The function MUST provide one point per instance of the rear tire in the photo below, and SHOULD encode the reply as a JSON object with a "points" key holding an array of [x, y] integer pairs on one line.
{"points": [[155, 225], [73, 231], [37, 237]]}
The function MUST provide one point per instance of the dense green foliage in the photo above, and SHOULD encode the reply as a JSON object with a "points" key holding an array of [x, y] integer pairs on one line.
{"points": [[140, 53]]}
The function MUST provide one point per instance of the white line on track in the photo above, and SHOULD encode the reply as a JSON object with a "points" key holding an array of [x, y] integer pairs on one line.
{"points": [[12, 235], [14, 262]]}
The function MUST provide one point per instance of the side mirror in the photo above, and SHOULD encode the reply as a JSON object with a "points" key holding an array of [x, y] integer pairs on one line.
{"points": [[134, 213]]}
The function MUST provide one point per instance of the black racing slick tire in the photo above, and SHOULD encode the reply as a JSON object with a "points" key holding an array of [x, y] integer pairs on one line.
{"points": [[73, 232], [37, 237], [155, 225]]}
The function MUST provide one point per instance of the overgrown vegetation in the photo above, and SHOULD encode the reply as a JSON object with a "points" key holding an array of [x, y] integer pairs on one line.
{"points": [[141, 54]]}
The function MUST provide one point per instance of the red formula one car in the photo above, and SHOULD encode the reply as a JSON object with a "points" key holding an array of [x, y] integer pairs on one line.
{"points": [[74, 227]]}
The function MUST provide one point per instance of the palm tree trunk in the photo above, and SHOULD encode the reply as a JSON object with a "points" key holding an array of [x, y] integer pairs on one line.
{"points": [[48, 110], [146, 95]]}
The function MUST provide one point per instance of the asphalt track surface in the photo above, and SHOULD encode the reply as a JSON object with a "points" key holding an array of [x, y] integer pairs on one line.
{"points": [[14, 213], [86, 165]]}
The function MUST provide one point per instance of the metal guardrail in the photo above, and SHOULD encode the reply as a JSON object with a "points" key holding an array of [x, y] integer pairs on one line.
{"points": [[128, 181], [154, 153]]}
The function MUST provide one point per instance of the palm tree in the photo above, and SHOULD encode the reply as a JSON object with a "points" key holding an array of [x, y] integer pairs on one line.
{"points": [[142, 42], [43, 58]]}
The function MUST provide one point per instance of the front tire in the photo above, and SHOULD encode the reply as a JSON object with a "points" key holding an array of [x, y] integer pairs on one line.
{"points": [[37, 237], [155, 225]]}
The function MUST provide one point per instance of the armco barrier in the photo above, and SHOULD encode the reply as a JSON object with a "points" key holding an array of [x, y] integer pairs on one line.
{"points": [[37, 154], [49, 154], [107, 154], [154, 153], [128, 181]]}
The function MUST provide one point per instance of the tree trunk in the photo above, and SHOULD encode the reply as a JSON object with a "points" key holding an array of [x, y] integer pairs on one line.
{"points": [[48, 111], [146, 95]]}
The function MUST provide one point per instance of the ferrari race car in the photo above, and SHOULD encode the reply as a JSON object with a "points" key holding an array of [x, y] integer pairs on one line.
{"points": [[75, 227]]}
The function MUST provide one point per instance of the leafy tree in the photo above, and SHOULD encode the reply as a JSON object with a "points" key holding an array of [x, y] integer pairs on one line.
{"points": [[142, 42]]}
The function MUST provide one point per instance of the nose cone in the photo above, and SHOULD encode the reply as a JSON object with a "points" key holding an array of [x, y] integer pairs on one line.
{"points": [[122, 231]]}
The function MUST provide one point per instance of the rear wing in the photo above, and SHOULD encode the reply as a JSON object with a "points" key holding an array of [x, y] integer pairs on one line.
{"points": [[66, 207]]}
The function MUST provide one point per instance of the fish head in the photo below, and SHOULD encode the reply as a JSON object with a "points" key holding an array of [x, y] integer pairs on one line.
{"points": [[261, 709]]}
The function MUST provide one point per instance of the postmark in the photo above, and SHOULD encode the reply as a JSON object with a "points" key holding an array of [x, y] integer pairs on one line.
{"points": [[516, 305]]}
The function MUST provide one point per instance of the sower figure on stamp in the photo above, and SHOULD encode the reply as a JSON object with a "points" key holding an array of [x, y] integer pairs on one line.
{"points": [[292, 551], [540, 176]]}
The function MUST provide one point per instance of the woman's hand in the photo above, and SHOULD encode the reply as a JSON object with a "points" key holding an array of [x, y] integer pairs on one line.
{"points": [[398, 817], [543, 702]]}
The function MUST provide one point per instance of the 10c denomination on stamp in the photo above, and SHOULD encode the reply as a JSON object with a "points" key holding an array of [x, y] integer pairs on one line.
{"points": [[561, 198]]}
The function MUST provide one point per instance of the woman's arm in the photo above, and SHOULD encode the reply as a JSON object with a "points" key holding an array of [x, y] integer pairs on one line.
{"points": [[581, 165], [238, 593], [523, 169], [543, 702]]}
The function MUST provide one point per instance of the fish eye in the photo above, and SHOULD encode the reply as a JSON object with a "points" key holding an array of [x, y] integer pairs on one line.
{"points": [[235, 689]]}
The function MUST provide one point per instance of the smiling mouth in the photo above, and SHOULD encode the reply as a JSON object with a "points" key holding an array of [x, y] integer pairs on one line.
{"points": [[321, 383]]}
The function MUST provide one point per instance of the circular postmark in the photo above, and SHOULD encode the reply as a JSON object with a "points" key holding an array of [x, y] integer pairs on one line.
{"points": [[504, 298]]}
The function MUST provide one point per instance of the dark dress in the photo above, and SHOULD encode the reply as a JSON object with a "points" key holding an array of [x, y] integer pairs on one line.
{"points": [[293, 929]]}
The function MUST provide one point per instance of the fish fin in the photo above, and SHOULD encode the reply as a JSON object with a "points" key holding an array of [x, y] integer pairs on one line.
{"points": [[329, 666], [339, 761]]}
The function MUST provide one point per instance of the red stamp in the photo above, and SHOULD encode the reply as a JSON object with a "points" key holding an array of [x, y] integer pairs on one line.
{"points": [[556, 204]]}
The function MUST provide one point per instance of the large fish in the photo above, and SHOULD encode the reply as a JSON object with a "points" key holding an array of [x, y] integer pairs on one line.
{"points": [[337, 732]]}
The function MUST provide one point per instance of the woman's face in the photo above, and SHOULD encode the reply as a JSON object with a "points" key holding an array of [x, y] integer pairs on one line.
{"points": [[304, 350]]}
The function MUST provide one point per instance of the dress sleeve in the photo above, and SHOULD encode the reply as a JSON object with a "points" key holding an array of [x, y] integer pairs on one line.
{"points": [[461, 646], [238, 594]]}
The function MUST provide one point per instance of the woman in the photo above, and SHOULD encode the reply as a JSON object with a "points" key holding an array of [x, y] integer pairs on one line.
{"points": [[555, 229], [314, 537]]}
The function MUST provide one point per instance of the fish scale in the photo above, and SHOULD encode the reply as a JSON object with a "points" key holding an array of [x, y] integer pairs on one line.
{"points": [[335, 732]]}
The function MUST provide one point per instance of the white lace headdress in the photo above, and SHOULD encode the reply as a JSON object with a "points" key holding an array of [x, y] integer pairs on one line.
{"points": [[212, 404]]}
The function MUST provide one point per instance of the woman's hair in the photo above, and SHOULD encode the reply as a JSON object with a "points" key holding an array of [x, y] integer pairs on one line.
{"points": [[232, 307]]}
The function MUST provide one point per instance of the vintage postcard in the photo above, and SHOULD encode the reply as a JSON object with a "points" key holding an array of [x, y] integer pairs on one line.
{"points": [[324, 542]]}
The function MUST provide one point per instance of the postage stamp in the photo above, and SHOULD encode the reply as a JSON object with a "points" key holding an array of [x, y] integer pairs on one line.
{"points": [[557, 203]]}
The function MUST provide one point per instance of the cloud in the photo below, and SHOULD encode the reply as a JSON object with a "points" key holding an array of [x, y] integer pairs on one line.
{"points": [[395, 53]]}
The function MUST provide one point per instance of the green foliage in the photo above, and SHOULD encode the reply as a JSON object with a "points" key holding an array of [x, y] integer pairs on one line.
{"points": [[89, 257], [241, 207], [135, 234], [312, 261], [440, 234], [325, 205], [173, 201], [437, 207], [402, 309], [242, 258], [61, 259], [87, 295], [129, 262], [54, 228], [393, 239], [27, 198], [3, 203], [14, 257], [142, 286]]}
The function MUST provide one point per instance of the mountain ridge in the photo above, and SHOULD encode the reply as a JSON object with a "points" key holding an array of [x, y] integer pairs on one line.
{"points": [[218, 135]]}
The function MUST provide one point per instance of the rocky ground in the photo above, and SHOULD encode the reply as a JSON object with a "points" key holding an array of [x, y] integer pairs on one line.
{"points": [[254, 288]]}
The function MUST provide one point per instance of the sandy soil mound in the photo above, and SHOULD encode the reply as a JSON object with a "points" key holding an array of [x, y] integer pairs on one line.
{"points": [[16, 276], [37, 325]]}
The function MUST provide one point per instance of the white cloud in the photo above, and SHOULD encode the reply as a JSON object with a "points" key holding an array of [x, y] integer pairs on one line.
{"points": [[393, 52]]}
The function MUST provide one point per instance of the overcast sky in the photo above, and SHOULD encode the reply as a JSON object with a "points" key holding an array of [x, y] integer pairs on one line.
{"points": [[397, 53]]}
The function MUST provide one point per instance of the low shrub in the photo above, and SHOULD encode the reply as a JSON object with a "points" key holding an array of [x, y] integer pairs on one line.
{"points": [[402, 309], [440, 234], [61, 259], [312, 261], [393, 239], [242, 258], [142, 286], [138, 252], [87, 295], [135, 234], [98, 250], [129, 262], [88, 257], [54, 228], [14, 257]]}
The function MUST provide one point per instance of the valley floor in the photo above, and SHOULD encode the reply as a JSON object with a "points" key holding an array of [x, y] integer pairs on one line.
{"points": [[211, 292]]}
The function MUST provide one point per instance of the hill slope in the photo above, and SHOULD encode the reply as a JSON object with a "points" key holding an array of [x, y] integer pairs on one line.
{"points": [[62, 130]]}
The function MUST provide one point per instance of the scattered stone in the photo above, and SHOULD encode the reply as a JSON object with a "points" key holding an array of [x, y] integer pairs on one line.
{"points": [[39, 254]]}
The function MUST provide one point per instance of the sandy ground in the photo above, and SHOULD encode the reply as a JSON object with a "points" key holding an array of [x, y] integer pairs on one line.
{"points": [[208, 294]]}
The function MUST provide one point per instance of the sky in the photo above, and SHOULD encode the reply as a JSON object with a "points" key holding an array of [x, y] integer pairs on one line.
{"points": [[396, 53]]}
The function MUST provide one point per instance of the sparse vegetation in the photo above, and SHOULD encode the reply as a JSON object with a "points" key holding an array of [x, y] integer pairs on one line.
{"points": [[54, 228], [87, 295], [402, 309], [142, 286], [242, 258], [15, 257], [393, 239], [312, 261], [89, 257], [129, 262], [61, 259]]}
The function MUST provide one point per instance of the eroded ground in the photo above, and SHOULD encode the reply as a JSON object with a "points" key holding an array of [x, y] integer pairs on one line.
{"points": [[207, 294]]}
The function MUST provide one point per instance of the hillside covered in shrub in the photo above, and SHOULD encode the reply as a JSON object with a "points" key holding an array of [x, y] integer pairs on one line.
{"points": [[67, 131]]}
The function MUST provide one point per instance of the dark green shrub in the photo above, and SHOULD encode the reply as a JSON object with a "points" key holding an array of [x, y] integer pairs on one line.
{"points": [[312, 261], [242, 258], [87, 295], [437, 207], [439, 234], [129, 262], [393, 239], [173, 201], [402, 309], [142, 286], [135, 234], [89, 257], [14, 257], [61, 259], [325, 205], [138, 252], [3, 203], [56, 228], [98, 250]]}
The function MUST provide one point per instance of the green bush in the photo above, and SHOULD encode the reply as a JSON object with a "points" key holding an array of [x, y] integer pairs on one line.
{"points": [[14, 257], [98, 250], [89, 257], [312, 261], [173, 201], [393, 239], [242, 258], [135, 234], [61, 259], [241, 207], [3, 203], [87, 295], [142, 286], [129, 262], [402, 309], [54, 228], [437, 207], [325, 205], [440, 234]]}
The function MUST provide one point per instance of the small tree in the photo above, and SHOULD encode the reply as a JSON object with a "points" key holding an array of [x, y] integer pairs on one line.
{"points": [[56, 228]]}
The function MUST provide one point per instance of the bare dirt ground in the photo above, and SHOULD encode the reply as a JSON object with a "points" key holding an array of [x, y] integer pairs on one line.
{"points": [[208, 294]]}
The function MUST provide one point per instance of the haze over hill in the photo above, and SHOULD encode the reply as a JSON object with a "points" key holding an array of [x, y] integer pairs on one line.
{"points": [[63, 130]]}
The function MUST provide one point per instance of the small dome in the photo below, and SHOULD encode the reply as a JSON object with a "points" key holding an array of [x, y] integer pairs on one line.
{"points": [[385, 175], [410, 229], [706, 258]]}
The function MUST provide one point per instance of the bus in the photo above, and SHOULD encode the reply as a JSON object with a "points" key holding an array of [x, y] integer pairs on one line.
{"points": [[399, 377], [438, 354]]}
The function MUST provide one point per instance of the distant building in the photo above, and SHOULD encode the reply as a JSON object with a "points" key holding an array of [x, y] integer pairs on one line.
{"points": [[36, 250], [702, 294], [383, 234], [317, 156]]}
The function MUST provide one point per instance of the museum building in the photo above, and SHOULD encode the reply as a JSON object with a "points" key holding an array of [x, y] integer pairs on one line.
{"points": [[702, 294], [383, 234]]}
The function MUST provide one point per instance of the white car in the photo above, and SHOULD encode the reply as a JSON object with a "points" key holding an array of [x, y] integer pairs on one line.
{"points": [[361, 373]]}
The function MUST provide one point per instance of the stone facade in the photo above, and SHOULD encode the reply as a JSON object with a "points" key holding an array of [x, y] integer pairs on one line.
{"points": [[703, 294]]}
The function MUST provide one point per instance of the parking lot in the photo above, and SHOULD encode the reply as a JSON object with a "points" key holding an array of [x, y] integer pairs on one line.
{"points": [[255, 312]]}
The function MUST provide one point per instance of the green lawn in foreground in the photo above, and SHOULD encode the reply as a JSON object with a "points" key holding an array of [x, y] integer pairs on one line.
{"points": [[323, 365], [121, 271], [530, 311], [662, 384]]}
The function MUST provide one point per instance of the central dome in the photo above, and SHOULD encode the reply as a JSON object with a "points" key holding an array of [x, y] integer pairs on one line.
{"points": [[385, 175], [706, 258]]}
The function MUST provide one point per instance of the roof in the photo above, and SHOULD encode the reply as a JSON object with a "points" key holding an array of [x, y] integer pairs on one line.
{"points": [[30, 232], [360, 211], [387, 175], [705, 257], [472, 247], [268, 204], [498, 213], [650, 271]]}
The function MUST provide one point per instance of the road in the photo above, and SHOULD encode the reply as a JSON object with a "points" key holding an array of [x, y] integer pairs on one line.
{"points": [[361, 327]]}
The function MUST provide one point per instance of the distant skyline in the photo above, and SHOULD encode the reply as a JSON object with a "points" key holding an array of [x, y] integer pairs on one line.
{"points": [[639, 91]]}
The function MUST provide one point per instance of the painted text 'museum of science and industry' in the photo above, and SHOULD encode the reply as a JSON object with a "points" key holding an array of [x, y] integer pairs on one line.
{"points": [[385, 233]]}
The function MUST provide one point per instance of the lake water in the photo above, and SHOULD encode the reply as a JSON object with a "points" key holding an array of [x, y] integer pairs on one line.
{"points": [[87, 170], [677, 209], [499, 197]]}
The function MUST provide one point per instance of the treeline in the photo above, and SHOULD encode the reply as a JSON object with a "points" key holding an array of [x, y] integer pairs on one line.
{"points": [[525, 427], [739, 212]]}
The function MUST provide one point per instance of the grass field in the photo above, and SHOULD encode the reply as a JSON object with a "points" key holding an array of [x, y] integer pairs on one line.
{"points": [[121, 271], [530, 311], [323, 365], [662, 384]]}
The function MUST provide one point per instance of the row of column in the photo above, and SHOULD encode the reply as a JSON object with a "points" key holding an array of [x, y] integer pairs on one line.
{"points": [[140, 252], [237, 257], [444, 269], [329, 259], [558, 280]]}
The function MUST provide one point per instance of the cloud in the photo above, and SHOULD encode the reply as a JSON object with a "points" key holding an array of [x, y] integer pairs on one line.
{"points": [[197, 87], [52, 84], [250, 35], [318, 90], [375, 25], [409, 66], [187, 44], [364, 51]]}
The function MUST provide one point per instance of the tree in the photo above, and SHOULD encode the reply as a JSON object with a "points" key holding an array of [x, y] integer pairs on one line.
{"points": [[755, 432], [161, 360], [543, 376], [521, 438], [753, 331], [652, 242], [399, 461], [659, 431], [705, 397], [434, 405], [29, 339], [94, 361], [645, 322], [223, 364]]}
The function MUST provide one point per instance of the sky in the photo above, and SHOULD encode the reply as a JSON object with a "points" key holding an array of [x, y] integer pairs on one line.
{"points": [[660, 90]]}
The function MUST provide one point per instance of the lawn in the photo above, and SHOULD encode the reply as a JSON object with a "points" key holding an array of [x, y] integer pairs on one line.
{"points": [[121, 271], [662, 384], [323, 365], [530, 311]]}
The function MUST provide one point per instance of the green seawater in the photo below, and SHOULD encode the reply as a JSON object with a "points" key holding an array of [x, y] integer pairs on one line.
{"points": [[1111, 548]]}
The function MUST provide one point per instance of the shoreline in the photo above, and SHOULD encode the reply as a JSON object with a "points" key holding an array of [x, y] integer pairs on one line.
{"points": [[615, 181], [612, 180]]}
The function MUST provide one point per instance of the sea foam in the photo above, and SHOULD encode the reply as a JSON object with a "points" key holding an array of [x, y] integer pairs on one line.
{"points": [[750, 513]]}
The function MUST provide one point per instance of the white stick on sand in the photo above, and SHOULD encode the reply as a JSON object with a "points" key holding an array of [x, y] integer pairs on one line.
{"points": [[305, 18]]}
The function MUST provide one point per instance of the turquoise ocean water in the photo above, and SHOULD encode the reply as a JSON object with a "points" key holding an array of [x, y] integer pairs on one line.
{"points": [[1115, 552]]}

◇ ◇ ◇ ◇ ◇ ◇ ◇

_WRITTEN PROBLEM_: Produce an exact copy of the lines from the one containing "The function MUST provide one point per instance of the sea" through the last line, and of nothing else.

_EXERCISE RESPONSE_:
The function MUST provide one point per instance of the sea foam in the photo above, and SHOULD encode the reply as a JSON object with a "points" key holding an array of [x, y] integer pairs on one line.
{"points": [[750, 513]]}
The function MUST provide one point per instance of the white stick on sand in the photo above, and SHOULD encode the reply as a JSON object with a "points" key holding an array of [x, y] integer pairs on one line.
{"points": [[305, 18]]}
The function MUST provide one point per instance of the turquoise ocean water in the photo above, and SHOULD encode the reply as a JSON object with a "points" key holding an array of [x, y] integer pairs on one line.
{"points": [[1115, 552]]}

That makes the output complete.